# SUPPLIED MATERIAL

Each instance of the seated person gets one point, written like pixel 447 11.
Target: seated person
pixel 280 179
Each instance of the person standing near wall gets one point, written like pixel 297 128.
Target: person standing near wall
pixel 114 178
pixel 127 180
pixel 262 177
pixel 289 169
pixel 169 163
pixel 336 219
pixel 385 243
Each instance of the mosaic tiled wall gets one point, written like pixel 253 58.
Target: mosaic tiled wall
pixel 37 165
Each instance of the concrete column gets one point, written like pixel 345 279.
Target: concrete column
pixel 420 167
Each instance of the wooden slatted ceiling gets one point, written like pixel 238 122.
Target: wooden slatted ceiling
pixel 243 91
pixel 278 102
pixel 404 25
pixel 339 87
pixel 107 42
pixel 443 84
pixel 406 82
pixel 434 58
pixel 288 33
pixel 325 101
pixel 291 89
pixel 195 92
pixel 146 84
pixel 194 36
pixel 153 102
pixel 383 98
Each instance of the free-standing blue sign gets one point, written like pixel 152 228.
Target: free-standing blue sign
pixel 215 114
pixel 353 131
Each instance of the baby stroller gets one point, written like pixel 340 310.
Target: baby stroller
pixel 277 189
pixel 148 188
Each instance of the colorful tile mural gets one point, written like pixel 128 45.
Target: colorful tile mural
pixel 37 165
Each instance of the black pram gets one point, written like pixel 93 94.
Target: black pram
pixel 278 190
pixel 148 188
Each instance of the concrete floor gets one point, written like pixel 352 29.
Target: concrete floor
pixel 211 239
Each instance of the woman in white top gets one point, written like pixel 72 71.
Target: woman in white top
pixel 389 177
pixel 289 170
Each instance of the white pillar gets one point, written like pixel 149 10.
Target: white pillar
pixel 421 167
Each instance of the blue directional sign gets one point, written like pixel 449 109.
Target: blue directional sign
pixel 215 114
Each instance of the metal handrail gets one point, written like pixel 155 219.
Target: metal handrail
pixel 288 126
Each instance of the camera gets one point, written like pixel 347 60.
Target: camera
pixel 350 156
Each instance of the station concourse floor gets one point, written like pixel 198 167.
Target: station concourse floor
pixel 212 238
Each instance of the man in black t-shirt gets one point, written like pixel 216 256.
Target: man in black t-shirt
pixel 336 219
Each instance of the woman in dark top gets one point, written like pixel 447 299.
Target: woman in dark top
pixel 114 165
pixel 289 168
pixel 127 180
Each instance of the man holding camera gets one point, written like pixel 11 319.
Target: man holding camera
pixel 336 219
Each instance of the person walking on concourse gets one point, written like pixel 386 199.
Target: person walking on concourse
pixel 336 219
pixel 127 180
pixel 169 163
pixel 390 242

---

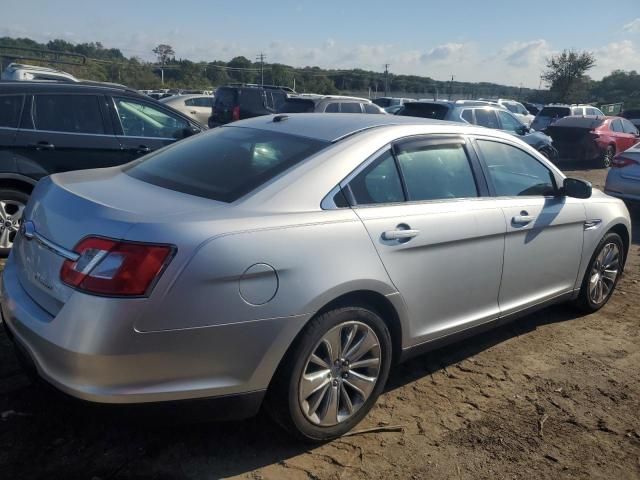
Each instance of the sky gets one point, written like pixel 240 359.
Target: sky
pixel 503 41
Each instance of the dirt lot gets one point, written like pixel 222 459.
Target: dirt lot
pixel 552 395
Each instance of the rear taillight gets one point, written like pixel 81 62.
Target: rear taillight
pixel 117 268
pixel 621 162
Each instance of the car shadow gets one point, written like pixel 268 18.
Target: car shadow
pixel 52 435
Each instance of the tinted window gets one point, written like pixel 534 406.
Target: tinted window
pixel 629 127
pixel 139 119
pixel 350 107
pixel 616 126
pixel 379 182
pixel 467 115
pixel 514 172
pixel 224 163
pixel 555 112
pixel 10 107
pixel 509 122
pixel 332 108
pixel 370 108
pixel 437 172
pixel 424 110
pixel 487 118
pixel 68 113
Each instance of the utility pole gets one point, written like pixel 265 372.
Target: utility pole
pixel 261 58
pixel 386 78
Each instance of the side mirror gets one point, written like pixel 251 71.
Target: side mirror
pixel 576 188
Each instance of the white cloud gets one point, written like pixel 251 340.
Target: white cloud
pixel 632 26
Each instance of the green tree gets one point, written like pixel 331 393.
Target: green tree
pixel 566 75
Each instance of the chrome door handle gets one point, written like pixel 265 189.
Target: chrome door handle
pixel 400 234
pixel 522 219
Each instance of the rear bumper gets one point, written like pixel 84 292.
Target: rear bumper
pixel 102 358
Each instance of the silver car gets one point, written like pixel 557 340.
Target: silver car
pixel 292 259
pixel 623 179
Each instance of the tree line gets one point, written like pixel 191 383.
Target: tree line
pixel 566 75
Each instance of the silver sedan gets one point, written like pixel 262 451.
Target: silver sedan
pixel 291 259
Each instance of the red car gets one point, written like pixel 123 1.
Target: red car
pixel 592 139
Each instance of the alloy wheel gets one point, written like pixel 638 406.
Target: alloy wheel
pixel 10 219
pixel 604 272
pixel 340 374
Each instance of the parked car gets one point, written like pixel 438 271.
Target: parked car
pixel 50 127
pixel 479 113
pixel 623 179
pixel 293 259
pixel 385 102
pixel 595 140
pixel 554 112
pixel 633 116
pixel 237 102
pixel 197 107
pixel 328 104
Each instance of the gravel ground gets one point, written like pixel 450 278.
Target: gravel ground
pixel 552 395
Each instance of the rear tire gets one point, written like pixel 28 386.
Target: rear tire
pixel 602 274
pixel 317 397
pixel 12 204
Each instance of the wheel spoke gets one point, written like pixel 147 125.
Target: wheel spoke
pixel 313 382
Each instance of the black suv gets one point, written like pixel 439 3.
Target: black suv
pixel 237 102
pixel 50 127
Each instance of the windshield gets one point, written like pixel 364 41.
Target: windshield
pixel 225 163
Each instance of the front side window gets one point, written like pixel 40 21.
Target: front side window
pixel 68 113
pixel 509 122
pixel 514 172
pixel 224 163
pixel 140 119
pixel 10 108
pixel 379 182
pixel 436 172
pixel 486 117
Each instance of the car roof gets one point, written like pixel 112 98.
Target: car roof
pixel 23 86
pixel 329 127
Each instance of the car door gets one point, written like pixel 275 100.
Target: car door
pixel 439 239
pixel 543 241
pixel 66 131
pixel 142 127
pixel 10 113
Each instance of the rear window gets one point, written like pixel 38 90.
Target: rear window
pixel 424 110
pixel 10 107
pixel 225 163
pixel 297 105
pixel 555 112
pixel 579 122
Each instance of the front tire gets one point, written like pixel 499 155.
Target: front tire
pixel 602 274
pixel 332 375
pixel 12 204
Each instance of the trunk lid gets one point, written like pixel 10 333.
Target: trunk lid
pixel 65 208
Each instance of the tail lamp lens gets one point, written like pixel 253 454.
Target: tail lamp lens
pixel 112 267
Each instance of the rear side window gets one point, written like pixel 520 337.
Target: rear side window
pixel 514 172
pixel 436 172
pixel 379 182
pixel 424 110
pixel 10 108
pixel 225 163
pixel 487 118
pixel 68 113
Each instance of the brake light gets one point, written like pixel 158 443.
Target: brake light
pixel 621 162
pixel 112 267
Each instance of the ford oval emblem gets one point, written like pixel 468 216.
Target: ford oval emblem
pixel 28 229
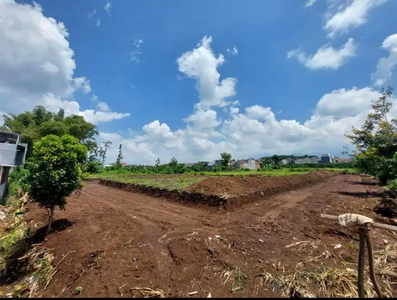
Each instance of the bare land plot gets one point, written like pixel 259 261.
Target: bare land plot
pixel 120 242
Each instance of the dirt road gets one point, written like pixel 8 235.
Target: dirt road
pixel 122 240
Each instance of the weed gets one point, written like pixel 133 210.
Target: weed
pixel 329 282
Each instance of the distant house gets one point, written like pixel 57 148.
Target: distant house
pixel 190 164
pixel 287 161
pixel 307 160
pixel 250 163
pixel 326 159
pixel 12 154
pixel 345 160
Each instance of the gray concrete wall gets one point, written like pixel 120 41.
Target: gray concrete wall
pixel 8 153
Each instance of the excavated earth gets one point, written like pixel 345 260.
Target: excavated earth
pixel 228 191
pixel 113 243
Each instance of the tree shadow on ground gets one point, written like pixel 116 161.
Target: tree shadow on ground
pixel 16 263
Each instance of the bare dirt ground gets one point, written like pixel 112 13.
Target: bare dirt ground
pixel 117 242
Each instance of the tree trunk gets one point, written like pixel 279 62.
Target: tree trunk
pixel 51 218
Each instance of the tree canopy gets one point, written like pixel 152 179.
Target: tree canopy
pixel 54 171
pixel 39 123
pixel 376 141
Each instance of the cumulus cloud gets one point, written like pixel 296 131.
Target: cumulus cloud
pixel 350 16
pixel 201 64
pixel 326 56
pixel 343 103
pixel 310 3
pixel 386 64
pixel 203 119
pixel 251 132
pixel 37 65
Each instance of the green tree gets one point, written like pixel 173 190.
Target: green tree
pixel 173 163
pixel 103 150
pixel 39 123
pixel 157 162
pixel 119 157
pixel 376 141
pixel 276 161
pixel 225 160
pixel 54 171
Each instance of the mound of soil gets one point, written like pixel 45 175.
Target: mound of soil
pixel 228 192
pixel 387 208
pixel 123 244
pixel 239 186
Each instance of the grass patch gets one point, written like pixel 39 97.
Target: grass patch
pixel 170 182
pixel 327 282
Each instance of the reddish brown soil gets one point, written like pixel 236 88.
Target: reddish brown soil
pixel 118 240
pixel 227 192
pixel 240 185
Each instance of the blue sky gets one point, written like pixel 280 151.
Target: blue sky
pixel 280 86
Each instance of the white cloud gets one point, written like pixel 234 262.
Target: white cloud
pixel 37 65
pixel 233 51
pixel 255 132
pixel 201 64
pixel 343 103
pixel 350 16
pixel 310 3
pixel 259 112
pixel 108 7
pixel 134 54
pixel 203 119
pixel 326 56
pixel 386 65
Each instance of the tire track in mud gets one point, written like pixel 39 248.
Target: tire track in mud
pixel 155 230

# EXERCISE PROMPT
Extract from the records above the lines from the one containing "Each instance of the seated" to the one containing "Each instance of the free-standing", both lines included, exactly as they appear and with nothing else.

# ANSWER BELOW
Each instance of the seated person gets one point, written like pixel 447 11.
Target: seated person
pixel 280 179
Each instance of the person standing near wall gets one point, written like pixel 297 128.
Target: person standing near wall
pixel 114 178
pixel 127 180
pixel 262 177
pixel 289 169
pixel 169 163
pixel 336 219
pixel 385 243
Each instance of the mosaic tiled wall gets one point, written like pixel 253 58.
Target: mosaic tiled wall
pixel 37 165
Each instance of the concrete column gets one point, written like pixel 345 279.
Target: concrete column
pixel 420 167
Each instance of the wooden slatted ceiling gets one point, written like pixel 238 122.
Target: wooden slatted ceiling
pixel 243 91
pixel 278 102
pixel 404 25
pixel 339 87
pixel 107 42
pixel 443 84
pixel 406 82
pixel 434 58
pixel 288 33
pixel 325 101
pixel 291 89
pixel 195 92
pixel 146 84
pixel 194 36
pixel 153 102
pixel 383 98
Each instance of the free-standing blue sign gets one point, written like pixel 152 228.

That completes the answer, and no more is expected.